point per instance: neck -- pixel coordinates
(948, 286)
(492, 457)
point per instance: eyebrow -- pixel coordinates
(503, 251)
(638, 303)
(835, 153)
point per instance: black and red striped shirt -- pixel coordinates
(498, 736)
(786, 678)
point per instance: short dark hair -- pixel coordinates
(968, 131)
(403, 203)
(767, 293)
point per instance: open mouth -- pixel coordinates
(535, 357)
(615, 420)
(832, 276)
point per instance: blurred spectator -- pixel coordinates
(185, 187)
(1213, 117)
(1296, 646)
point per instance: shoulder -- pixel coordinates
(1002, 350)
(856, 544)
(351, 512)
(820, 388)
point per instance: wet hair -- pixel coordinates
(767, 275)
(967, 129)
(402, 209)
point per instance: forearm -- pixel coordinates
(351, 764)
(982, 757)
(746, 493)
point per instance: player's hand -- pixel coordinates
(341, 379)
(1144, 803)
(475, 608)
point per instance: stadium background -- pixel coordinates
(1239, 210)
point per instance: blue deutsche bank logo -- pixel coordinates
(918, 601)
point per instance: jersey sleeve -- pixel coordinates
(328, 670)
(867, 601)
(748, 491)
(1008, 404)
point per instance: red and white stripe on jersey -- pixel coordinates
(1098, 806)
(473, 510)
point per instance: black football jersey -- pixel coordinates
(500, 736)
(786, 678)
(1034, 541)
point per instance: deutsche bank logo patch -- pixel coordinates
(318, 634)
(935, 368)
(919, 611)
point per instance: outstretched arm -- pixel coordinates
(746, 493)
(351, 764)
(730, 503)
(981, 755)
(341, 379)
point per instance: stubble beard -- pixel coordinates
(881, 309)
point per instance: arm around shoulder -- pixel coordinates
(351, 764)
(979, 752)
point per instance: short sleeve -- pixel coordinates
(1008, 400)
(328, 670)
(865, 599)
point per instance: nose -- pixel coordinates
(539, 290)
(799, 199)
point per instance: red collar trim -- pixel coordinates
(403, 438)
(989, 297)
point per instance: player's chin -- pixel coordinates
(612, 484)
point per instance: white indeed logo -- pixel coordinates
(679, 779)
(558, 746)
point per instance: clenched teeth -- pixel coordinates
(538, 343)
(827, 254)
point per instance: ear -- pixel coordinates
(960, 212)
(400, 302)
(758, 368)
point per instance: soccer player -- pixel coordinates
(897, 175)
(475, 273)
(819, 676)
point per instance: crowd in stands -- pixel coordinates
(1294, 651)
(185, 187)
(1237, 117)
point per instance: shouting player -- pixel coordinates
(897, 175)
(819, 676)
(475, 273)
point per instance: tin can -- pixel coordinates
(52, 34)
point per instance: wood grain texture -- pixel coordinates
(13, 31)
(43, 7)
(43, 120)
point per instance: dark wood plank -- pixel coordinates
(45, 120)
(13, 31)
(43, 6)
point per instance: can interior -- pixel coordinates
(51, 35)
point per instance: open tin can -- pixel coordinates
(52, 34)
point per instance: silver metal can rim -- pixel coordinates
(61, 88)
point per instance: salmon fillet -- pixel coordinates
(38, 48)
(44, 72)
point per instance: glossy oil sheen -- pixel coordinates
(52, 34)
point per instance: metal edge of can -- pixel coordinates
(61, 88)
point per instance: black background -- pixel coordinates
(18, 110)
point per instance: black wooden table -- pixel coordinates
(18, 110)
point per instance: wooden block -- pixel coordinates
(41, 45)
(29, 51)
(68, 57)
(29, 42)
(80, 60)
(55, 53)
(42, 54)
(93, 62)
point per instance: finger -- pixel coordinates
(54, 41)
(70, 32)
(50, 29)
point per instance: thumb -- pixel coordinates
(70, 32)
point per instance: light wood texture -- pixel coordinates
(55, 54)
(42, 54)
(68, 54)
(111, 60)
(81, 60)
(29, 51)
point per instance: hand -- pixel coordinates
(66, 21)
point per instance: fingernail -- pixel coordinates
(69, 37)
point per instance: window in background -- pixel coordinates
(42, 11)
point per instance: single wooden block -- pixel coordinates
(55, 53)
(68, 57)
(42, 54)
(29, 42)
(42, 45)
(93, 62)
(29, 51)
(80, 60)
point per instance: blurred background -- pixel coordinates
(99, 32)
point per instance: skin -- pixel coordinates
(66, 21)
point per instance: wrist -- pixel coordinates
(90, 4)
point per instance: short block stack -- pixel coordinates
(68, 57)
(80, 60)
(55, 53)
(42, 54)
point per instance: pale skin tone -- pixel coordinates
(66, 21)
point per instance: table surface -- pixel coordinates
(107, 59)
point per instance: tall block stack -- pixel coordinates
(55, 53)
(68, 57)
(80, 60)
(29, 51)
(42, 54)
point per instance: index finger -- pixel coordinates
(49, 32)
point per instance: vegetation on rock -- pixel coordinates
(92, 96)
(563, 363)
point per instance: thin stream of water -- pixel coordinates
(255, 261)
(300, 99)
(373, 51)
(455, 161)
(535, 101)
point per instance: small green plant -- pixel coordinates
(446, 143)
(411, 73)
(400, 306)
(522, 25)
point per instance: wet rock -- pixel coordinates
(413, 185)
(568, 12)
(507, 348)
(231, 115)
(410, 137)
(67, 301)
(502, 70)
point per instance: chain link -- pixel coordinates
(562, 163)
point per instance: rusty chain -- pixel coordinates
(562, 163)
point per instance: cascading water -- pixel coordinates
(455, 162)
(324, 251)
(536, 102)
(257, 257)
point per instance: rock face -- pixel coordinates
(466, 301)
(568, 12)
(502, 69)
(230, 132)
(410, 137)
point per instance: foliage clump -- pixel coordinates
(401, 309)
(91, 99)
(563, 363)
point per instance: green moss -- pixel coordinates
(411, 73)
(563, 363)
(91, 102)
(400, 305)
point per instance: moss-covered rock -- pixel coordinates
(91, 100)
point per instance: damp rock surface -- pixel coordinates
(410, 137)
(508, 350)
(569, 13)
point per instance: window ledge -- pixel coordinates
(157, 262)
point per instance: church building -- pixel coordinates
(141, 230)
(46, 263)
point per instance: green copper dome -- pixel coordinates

EXERCISE DESCRIPTION. Render every line of the records above as a JSON array of strings, with one string per line and any blank lines omitted.

SOLUTION FOR THIS EXERCISE.
[
  "point per instance: neck -- pixel coordinates",
  "(948, 286)",
  "(492, 457)",
  "point per instance: eyebrow -- pixel coordinates",
  "(503, 251)",
  "(638, 303)",
  "(835, 153)",
  "point per instance: black and red striped shirt -- pixel coordinates",
  "(498, 736)",
  "(786, 678)",
  "point per instance: short dark hair -- pixel coordinates",
  "(968, 131)",
  "(403, 203)",
  "(767, 293)",
  "point per instance: open mouth -- pixel coordinates",
  "(535, 357)",
  "(615, 420)",
  "(832, 276)",
  "point per instance: blurred spectator -- pixel coordinates",
  "(185, 187)",
  "(1213, 117)",
  "(1296, 646)",
  "point per instance: shoulder -- pixel coordinates",
  "(1002, 350)",
  "(856, 544)",
  "(351, 512)",
  "(820, 388)",
  "point per instance: wet hair -- pixel coordinates",
  "(767, 275)",
  "(967, 129)",
  "(402, 209)",
  "point per instance: forearm -- pixel coordinates",
  "(351, 764)",
  "(982, 757)",
  "(746, 493)",
  "point per instance: player's hand -- pixel coordinates",
  "(341, 379)",
  "(1144, 803)",
  "(475, 608)",
  "point per instance: stadium background -- pixel coordinates",
  "(1239, 210)",
  "point per instance: blue deutsche bank logo -- pixel coordinates",
  "(918, 601)",
  "point per instance: jersey sleeve -- pixel coordinates",
  "(328, 670)",
  "(867, 601)",
  "(748, 491)",
  "(1008, 404)",
  "point per instance: red and white stripe on jersey -- pixel coordinates",
  "(1098, 806)",
  "(473, 510)",
  "point per instance: black football jersey -- pixel coordinates",
  "(500, 736)",
  "(786, 678)",
  "(1034, 541)",
  "point per instance: deutsche bank logo patch -- pixel coordinates",
  "(318, 634)",
  "(935, 368)",
  "(919, 611)",
  "point per instance: outstretched arm -- pixel coordinates",
  "(746, 493)",
  "(351, 764)",
  "(730, 503)",
  "(981, 755)",
  "(341, 379)",
  "point per instance: stubble beard -- pixel coordinates",
  "(881, 309)",
  "point per instance: arm around shoulder -- pixel coordinates",
  "(351, 764)",
  "(979, 752)",
  "point per instance: short sleeve -- pixel coordinates",
  "(1008, 400)",
  "(328, 670)",
  "(865, 599)",
  "point per instance: nose -- pixel coordinates",
  "(539, 290)",
  "(799, 199)",
  "point per instance: red collar trim -- pixel coordinates",
  "(403, 438)",
  "(989, 297)",
  "point per instance: player's chin -- pixel coordinates",
  "(612, 484)",
  "point per instance: white indeed logo -- pixel coordinates",
  "(679, 779)",
  "(558, 746)",
  "point per instance: clenched teeth -- pixel coordinates",
  "(538, 343)",
  "(827, 254)",
  "point per instance: ear -- pixel coordinates",
  "(960, 212)",
  "(400, 302)",
  "(758, 368)",
  "point per instance: soccer player -- pixel coordinates",
  "(897, 175)",
  "(475, 273)",
  "(819, 676)",
  "point per instance: crowd in stands -- pixel coordinates",
  "(1294, 651)",
  "(185, 187)",
  "(1237, 117)",
  "point per instance: shouting player -- pixel coordinates",
  "(897, 175)",
  "(819, 676)",
  "(475, 273)",
  "point per instance: tin can -- pixel coordinates",
  "(52, 34)",
  "point per instance: wood grain texture -- pixel coordinates",
  "(13, 31)",
  "(43, 7)",
  "(43, 120)",
  "point per instance: dark wood plank -- pixel coordinates",
  "(45, 120)",
  "(13, 31)",
  "(43, 6)",
  "point per instance: can interior -- pixel coordinates",
  "(51, 35)",
  "point per instance: open tin can -- pixel coordinates",
  "(52, 34)",
  "point per instance: silver metal can rim -- pixel coordinates",
  "(61, 88)",
  "point per instance: salmon fillet -- pixel coordinates",
  "(38, 48)",
  "(44, 72)",
  "point per instance: glossy oil sheen -- pixel coordinates",
  "(52, 34)",
  "point per instance: metal edge of can -- pixel coordinates",
  "(61, 88)",
  "point per instance: black background -- pixel coordinates",
  "(18, 110)",
  "point per instance: black wooden table -- pixel coordinates",
  "(18, 110)",
  "point per instance: wooden block -- pixel coordinates",
  "(41, 45)",
  "(29, 51)",
  "(68, 57)",
  "(29, 42)",
  "(80, 60)",
  "(55, 53)",
  "(42, 54)",
  "(93, 62)",
  "point per instance: finger -- pixel coordinates",
  "(54, 41)",
  "(70, 32)",
  "(50, 29)",
  "point per instance: thumb -- pixel coordinates",
  "(70, 32)",
  "point per instance: light wood texture -- pixel coordinates",
  "(55, 54)",
  "(42, 54)",
  "(68, 54)",
  "(111, 60)",
  "(81, 60)",
  "(29, 51)",
  "point per instance: hand -- pixel coordinates",
  "(66, 21)",
  "point per instance: fingernail -- pixel coordinates",
  "(69, 37)",
  "point per instance: window in background -- pixel coordinates",
  "(42, 11)",
  "point per instance: single wooden block -- pixel coordinates",
  "(55, 53)",
  "(68, 57)",
  "(42, 54)",
  "(29, 42)",
  "(42, 45)",
  "(93, 62)",
  "(29, 51)",
  "(80, 60)",
  "point per instance: blurred background -- pixel coordinates",
  "(99, 32)",
  "point per instance: skin -- pixel coordinates",
  "(66, 21)",
  "point per instance: wrist -- pixel coordinates",
  "(90, 4)",
  "point per instance: short block stack -- pixel coordinates",
  "(68, 57)",
  "(80, 60)",
  "(55, 53)",
  "(42, 54)",
  "point per instance: pale skin tone -- pixel coordinates",
  "(66, 21)",
  "point per instance: table surface -- pixel coordinates",
  "(107, 59)",
  "point per instance: tall block stack -- pixel coordinates",
  "(55, 53)",
  "(68, 57)",
  "(80, 60)",
  "(29, 51)",
  "(42, 54)",
  "point per instance: index finger -- pixel coordinates",
  "(49, 32)",
  "point per instance: vegetation on rock -- pixel coordinates",
  "(92, 96)",
  "(563, 363)",
  "point per instance: thin stream of water -- pixel coordinates",
  "(255, 261)",
  "(300, 99)",
  "(373, 51)",
  "(455, 161)",
  "(535, 101)",
  "point per instance: small green plant -- pixel coordinates",
  "(446, 143)",
  "(411, 73)",
  "(400, 306)",
  "(522, 25)",
  "point per instance: wet rock -- pixel coordinates",
  "(413, 185)",
  "(568, 12)",
  "(507, 348)",
  "(231, 115)",
  "(410, 137)",
  "(67, 301)",
  "(502, 70)",
  "point per instance: chain link -- pixel coordinates",
  "(562, 163)",
  "point per instance: rusty chain -- pixel coordinates",
  "(562, 163)",
  "point per instance: cascading water -- pixel coordinates",
  "(455, 162)",
  "(324, 251)",
  "(536, 102)",
  "(257, 257)",
  "point per instance: rock face -- pixel coordinates",
  "(466, 301)",
  "(568, 12)",
  "(502, 69)",
  "(230, 132)",
  "(410, 137)",
  "point per instance: foliage clump -- pixel coordinates",
  "(401, 309)",
  "(91, 99)",
  "(563, 363)",
  "point per instance: green moss -- pixel coordinates",
  "(411, 73)",
  "(563, 363)",
  "(91, 102)",
  "(400, 305)",
  "point per instance: moss-covered rock -- pixel coordinates",
  "(91, 100)",
  "point per instance: damp rock surface -- pixel coordinates",
  "(410, 137)",
  "(508, 350)",
  "(569, 13)",
  "point per instance: window ledge -- pixel coordinates",
  "(157, 262)",
  "point per instance: church building -- pixel coordinates",
  "(141, 230)",
  "(46, 263)",
  "point per instance: green copper dome -- pixel coordinates"
]